— start PASSAGE —

Notice to Interested Persons

    Notice of the proposed exemption shall be given to all interested 
persons in the manner agreed upon by the applicant and Department 
within 15 days of the date of publication in the Federal Register. 
Comments and requests for a hearing are due forty-five (45) days after 
publication of the notice in the Federal Register.

FOR FURTHER INFORMATION CONTACT: Khalif Ford of the Department, 
telephone (202) 693-8540. (This is not a toll-free number.)

General Information

    The attention of interested persons is directed to the following:
    (1) The fact that a transaction is the subject of an exemption 
under section 408(a) of the Act and/or section 4975(c)(2) of the Code 
does not relieve a fiduciary or other party in interest or disqualified 
person from certain other provisions of the Act and/or the Code, 
including any prohibited transaction provisions to which the exemption 
does not apply and the general fiduciary responsibility provisions of 
section 404 of the Act, which, among other things, require a fiduciary 
to discharge his duties respecting the plan solely in the interest of 
the participants and beneficiaries of the plan and in a prudent fashion 
in accordance with section 404(a)(1)(b) of the Act; nor does it affect 
the requirement of section 401(a) of the Code that the plan must 
operate for the exclusive benefit of the employees of the employer 
maintaining the plan and their beneficiaries;
    (2) Before an exemption may be granted under section 408(a) of the 
Act and/or section 4975(c)(2) of the Code, the Department must find 
that the exemption is administratively feasible, in the interests of 
the plan and of its participants and beneficiaries, and protective of 
the rights of participants and beneficiaries of the plan;
    (3) The proposed exemptions, if granted, will be supplemental to, 
and not in derogation of, any other provisions of the Act and/or the 
Code, including statutory or administrative exemptions and transitional 
rules. Furthermore, the fact that a transaction is subject to an 
administrative or statutory exemption is not dispositive of whether the 
transaction is in fact a prohibited transaction; and
    (4) The proposed exemptions, if granted, will be subject to the 
express condition that the material facts and representations contained 
in each application are true and complete, and that each application 
accurately describes all material terms of the transaction which is the 
subject of the exemption.

    Signed in Washington, DC, this 23rd day of June, 2005.
Ivan Strasfeld,
Director of Exemption Determinations, Employee Benefits Security 
Administration, U.S. Department of Labor.

— end PASSAGE —

- _WHAT IS ASKED_: According to the exemption notice, when are comments and requests for a hearing due? Please answer in one sentence.

— start STORED RECORDS —

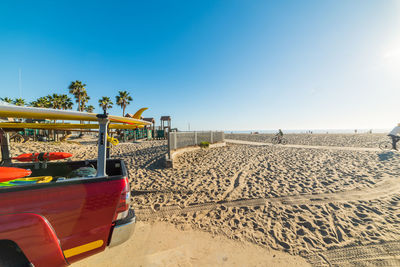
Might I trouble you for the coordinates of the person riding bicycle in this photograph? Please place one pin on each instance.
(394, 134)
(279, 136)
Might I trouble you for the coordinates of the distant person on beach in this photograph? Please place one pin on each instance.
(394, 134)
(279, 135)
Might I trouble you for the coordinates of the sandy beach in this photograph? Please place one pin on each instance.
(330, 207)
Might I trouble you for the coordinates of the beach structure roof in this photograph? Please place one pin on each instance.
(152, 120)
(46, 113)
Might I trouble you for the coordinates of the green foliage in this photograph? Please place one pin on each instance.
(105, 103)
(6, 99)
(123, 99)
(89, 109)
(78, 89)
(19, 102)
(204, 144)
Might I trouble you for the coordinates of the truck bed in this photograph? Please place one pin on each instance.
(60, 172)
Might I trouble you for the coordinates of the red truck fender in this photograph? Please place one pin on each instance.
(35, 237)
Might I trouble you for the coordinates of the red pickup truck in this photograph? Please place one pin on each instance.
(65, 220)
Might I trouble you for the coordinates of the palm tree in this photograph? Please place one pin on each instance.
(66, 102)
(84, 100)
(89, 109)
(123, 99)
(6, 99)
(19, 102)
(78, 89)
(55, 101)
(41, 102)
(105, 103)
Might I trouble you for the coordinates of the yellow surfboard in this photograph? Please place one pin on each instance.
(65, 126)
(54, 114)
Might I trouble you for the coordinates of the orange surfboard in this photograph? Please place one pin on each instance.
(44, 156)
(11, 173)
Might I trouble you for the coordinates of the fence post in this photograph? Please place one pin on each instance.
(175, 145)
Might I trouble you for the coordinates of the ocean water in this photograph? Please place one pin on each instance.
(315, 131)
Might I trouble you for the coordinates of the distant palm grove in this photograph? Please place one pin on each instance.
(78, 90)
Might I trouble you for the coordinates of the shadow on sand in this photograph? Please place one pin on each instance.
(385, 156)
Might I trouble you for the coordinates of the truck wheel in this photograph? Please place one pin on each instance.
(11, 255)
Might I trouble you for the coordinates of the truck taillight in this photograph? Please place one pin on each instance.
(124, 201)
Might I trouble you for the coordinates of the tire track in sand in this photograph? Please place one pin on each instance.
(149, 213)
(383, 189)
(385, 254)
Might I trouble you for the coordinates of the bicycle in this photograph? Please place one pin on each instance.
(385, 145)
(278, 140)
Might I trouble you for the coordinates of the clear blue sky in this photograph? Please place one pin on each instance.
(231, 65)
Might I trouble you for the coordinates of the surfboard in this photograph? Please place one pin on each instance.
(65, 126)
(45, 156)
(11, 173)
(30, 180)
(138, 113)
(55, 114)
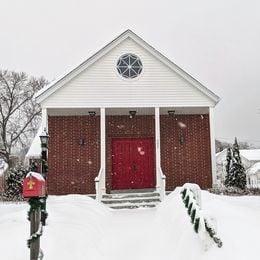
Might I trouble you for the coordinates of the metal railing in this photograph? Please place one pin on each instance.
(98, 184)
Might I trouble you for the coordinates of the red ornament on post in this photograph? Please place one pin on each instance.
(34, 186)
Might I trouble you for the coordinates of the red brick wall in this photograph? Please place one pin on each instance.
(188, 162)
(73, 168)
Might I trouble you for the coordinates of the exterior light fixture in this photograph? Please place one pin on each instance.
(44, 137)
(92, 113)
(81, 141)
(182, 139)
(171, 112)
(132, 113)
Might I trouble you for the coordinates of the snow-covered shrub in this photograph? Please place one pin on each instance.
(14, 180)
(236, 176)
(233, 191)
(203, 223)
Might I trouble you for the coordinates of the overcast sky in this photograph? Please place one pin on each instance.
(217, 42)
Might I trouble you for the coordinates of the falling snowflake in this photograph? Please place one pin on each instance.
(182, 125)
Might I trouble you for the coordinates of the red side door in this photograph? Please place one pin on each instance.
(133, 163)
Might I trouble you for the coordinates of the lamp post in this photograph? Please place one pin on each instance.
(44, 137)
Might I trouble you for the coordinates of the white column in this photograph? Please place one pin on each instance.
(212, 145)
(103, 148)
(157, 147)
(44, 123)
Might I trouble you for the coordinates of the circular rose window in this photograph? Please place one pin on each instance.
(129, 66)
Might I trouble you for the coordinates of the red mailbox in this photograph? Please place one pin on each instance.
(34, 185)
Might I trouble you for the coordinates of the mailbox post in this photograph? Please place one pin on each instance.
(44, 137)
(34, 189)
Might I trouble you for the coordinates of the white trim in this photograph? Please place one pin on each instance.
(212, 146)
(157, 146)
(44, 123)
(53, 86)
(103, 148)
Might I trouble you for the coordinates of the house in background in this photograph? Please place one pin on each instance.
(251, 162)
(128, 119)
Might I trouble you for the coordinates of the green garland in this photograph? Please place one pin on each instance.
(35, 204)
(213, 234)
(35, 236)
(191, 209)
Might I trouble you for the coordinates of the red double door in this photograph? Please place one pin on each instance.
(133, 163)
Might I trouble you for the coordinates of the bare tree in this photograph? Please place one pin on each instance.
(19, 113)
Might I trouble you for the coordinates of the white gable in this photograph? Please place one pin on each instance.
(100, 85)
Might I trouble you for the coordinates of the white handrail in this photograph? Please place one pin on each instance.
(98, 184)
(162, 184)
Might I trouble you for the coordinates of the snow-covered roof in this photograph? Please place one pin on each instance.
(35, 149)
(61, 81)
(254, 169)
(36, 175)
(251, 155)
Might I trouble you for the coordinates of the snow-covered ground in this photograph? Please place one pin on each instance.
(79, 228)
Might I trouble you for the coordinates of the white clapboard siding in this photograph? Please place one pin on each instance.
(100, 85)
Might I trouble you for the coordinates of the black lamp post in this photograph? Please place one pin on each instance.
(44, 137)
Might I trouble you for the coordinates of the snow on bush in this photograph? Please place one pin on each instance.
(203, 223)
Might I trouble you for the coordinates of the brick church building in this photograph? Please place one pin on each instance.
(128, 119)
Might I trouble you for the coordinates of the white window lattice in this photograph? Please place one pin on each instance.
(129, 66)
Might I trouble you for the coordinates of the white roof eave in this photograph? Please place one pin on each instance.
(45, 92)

— end STORED RECORDS —
— start STORED RECORDS —

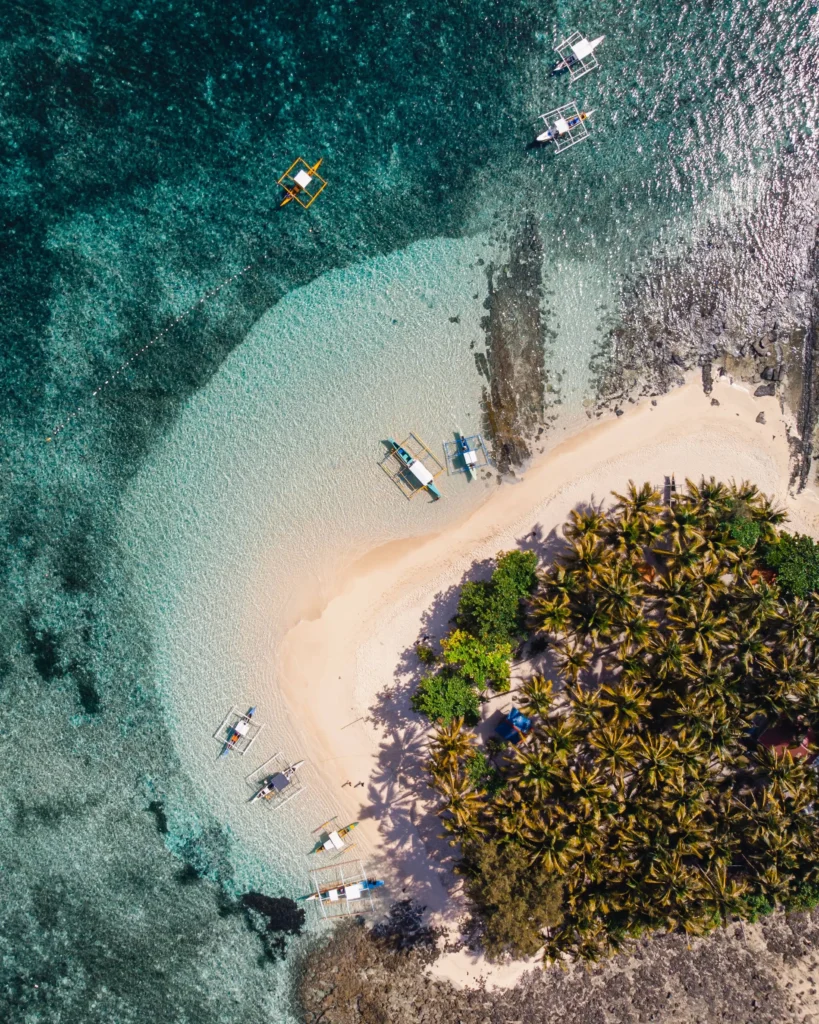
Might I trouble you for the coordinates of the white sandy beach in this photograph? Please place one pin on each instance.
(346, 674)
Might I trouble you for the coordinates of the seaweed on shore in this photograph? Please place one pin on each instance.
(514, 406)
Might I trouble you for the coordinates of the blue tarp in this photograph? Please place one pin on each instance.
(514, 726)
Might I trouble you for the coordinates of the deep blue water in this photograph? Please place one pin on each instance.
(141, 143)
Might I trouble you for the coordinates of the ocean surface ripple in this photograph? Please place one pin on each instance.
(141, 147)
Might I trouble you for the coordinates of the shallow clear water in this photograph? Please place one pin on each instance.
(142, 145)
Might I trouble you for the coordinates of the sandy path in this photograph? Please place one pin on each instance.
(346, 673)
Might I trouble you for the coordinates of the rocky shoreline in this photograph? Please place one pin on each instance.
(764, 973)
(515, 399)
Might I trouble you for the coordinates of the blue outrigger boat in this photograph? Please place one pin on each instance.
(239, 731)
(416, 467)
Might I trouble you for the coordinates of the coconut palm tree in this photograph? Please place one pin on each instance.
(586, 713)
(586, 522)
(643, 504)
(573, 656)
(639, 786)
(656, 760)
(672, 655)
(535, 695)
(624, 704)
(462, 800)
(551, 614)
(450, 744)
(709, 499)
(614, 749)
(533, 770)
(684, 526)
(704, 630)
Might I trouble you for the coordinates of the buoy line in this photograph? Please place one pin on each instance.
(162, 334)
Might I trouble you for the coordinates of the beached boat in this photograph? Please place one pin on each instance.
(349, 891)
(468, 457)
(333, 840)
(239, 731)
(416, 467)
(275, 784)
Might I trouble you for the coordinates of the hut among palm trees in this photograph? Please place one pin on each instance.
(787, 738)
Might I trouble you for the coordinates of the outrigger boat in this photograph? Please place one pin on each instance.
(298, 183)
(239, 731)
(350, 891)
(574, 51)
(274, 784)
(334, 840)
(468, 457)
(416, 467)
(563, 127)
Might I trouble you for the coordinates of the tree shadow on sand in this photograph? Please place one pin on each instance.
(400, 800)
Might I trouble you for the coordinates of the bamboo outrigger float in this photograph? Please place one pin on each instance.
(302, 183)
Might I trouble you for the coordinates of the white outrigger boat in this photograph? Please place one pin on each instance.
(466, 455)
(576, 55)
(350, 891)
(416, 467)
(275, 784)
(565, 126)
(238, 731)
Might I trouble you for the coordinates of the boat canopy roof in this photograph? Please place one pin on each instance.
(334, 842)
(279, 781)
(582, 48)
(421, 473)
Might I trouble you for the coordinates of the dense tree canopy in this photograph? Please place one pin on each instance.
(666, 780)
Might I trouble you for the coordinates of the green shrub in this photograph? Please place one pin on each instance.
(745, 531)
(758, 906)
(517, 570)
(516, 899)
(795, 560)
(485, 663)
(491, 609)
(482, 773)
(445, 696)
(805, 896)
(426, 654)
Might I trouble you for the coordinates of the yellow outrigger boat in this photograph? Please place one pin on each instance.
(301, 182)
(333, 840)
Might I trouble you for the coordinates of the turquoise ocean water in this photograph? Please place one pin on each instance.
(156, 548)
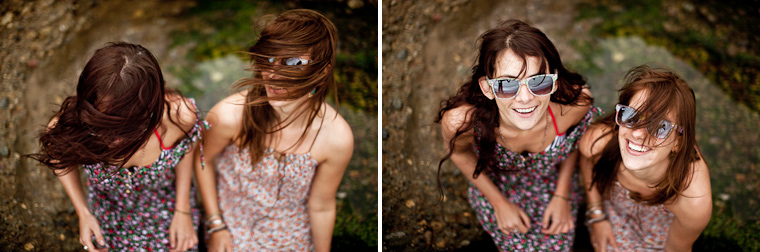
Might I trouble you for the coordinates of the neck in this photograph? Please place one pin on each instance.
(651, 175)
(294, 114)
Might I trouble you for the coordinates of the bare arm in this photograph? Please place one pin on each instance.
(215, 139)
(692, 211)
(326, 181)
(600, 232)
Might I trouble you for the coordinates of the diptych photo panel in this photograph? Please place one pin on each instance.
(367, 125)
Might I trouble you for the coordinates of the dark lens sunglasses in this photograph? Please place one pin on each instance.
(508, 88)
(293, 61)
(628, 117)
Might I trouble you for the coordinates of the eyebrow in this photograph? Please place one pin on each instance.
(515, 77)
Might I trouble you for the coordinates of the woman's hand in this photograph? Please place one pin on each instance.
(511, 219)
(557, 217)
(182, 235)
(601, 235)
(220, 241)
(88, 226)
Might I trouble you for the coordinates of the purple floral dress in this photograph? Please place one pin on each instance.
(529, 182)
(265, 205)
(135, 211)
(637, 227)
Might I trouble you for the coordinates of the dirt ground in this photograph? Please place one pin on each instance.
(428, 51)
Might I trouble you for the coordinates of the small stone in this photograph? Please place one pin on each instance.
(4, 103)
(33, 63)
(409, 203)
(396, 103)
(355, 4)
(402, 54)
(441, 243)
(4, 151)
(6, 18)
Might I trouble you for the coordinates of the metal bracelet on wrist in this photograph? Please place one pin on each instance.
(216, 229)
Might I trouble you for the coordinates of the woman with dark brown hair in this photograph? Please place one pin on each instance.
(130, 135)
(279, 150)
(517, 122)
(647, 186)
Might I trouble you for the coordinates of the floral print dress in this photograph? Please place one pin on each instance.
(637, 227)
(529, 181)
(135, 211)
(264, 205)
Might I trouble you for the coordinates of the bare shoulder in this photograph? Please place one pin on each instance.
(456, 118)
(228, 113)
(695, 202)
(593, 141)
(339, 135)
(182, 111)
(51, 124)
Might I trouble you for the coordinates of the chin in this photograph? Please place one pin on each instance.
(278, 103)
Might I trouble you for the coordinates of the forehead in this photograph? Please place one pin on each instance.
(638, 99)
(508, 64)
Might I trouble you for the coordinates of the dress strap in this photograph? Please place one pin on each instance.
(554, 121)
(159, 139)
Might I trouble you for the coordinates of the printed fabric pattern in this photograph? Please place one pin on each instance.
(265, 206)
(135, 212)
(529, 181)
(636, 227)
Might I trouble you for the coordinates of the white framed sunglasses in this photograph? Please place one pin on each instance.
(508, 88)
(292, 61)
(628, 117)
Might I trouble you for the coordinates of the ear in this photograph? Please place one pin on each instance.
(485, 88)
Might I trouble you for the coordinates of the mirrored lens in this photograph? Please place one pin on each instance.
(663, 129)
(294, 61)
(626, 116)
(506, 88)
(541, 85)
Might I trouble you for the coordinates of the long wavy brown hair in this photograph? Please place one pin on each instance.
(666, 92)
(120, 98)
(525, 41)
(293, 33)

— end STORED RECORDS —

- _THE REPLY_: They are due forty-five (45) days after the notice is published in the Federal Register.